_TASK DESCRIPTION_
Swap "pointer" for "marker" in the part of the entries that opens with the line containing "Test: the pointer marks one pixel per instance of the electrical" and closes with the line containing "x=894 y=397", keeping everything else as it is. Give back only those lines.

== DATA ENTRIES

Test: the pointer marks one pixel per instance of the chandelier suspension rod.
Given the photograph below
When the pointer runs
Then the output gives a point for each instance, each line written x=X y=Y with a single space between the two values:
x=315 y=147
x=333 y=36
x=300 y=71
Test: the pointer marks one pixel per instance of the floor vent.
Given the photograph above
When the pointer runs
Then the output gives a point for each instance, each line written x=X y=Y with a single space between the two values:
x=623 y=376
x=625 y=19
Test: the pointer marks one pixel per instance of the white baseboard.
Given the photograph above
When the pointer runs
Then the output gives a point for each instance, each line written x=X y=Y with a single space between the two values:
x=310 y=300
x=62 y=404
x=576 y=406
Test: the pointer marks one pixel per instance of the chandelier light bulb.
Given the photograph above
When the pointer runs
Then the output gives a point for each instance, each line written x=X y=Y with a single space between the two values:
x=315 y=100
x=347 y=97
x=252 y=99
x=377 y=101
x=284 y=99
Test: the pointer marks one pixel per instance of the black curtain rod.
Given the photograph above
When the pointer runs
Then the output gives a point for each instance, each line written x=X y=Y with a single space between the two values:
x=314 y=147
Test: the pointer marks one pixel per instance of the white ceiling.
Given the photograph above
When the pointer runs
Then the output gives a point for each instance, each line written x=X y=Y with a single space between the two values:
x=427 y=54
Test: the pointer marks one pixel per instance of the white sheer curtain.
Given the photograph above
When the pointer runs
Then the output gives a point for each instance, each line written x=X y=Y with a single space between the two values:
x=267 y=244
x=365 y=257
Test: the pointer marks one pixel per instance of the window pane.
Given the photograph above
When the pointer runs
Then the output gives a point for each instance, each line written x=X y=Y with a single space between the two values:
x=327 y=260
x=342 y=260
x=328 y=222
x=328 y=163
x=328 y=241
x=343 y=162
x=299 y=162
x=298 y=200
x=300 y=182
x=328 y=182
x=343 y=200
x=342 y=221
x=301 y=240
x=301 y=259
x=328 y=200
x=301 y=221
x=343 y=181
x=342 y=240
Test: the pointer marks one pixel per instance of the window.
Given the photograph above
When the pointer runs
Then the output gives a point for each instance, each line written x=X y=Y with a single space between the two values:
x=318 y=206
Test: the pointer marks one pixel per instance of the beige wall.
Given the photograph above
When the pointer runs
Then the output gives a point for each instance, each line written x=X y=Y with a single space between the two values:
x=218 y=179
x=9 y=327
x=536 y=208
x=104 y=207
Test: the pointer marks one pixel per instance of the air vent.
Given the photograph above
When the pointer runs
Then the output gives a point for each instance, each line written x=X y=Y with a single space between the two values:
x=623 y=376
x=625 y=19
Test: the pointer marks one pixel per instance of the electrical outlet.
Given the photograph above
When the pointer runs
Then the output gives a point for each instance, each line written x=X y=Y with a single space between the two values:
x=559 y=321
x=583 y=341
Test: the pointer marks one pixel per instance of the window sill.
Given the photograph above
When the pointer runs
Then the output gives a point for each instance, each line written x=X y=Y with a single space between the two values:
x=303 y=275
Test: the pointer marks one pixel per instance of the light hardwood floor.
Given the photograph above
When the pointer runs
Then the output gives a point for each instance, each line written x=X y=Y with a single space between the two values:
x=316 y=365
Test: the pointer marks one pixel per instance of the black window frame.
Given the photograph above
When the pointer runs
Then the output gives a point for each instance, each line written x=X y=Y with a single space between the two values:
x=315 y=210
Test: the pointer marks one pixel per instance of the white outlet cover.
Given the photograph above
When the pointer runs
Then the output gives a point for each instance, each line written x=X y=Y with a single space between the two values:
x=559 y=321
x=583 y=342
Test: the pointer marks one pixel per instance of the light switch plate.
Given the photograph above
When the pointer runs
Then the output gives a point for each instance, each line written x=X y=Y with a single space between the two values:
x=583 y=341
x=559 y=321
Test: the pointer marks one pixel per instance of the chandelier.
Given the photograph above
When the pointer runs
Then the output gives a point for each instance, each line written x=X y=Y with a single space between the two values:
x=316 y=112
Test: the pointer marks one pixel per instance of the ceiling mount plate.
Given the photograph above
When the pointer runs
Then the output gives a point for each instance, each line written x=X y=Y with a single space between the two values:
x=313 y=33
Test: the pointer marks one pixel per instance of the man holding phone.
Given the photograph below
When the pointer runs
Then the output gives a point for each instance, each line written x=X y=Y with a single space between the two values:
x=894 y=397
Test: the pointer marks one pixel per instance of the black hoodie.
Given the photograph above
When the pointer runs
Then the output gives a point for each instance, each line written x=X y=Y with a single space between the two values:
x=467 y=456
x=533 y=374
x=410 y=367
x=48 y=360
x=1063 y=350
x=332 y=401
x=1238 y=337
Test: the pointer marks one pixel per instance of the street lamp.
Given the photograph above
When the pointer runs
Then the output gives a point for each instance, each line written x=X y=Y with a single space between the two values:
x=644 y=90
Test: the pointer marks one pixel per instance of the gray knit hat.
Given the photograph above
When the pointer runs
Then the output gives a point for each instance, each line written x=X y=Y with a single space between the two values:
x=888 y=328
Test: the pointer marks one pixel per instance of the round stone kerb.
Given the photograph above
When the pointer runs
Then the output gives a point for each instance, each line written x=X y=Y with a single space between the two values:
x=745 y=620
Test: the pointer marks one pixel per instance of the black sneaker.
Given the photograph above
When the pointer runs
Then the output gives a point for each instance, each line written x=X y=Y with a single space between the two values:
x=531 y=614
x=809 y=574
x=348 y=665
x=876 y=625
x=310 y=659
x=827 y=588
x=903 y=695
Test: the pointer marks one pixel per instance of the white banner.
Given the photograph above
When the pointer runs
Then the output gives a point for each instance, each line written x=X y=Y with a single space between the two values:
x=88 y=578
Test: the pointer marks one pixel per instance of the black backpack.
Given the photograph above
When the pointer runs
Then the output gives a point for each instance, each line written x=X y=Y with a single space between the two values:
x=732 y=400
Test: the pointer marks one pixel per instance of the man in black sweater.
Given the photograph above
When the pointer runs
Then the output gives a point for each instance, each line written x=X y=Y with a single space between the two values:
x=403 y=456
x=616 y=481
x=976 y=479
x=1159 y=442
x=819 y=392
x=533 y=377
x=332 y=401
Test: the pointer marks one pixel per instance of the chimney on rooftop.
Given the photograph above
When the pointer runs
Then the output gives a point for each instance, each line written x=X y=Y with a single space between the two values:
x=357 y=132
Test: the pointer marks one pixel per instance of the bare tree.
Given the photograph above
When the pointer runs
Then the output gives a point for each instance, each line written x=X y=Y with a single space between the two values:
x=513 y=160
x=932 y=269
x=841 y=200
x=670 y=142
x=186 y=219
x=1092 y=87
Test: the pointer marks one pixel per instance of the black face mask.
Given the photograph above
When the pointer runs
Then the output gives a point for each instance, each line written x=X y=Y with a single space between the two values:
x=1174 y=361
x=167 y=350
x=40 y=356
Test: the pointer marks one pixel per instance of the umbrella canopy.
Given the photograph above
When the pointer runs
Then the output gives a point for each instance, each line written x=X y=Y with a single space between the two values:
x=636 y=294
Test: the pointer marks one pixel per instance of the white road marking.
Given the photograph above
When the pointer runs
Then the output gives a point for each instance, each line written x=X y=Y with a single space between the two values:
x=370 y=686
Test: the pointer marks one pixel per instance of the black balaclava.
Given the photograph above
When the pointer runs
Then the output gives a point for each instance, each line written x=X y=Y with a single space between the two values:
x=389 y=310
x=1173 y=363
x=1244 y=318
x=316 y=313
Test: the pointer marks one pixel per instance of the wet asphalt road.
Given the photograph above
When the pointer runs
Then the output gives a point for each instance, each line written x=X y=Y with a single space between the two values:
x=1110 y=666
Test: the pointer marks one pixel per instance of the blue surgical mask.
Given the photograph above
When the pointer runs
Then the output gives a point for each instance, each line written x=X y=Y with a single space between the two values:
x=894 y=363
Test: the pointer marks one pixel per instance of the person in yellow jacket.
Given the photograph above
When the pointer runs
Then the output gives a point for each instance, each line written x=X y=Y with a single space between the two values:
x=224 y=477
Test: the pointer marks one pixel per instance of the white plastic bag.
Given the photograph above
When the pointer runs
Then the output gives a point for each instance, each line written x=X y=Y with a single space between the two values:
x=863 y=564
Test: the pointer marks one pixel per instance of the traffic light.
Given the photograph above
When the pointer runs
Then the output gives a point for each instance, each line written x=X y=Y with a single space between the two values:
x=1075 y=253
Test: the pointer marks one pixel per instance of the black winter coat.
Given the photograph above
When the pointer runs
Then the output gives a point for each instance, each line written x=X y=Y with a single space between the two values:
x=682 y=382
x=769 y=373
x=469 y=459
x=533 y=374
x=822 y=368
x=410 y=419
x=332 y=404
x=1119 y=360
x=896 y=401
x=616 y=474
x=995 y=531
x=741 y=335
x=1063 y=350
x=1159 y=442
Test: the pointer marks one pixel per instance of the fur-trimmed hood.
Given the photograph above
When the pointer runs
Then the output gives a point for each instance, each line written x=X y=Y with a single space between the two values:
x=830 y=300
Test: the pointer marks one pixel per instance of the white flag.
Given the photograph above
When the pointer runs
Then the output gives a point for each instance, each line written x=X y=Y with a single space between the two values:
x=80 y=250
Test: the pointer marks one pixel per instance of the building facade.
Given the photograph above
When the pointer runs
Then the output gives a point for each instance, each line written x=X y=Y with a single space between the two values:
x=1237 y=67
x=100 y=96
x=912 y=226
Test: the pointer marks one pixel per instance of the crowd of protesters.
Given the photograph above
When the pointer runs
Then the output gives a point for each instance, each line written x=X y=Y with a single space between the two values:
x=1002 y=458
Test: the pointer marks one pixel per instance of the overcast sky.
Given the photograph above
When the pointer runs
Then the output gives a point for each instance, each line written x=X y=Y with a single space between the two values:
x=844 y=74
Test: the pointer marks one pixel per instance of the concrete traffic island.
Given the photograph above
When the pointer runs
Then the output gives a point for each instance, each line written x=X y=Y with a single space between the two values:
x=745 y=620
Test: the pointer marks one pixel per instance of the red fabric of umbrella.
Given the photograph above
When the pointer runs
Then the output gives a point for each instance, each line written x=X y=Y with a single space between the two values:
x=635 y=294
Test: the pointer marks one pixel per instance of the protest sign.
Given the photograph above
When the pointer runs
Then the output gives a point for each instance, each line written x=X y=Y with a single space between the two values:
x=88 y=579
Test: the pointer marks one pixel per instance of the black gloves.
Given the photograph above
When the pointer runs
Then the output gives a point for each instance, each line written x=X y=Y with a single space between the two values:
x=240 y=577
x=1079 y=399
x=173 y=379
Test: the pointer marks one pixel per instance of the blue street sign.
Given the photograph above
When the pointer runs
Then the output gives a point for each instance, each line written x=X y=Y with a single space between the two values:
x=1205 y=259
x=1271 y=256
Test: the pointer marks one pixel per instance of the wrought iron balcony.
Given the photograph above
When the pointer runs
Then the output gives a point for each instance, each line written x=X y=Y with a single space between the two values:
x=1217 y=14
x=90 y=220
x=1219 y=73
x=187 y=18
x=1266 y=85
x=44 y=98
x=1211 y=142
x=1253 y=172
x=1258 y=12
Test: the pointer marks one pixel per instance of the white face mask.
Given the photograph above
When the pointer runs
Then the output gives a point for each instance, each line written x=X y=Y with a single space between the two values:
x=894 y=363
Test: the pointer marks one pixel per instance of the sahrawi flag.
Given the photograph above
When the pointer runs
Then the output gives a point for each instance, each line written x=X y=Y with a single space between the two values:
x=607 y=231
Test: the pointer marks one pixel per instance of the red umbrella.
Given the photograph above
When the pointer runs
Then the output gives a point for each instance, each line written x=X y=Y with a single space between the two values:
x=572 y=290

====

_FINAL RESULT_
Test: the marker marks one pixel per instance of the electrical outlet.
Given the photograph above
When the marker runs
Then the output gives a point for each instance, each line written x=X y=Y with a single space between the two values:
x=559 y=321
x=583 y=341
Test: the marker marks one pixel per instance of the window sill.
Given the photograph above
When the marker runs
Then the output gives a point for each instance, each line written x=X y=Y with a single space between the two values:
x=303 y=275
Test: the marker marks one pixel per instance of the light hardwood floor.
Given the photograph above
When the marker runs
Then the output gives a point for each instance, each line written x=X y=Y with a single space between the two values:
x=316 y=365
Test: the marker marks one pixel per instance of the black window frame.
Given the photograph above
When the marker runs
Then the output gives a point for each instance, each line written x=X y=Y with a single space between the two values:
x=315 y=210
Test: the marker marks one pixel per instance of the white outlet cover.
Given the photograph above
When the marker runs
Then the output gives a point for each instance, each line written x=X y=Y with a single space between the two values:
x=559 y=321
x=583 y=342
Test: the marker marks one pixel per instance of the light switch plate.
Given the photograph above
When the marker runs
Then the output gives a point for each instance, each line written x=X y=Y with a single space between the two values:
x=583 y=341
x=559 y=321
Test: the marker marks one pixel per instance of the chandelier.
Given the photograph above
When the marker runs
Then the output gives a point for each instance, each line written x=X y=Y with a single space between the two values:
x=316 y=112
Test: the marker marks one pixel per instance of the ceiling mount plate.
Given the photograph above
When the marker runs
Then the output gives a point for each instance, each line written x=X y=Y with a single space between the two values:
x=313 y=33
Test: the marker marks one pixel per instance of the man holding phone.
Given the photograph below
When the marker runs
Then the output gives a point for each instance, each line written x=X y=Y with a single space between the two values:
x=894 y=397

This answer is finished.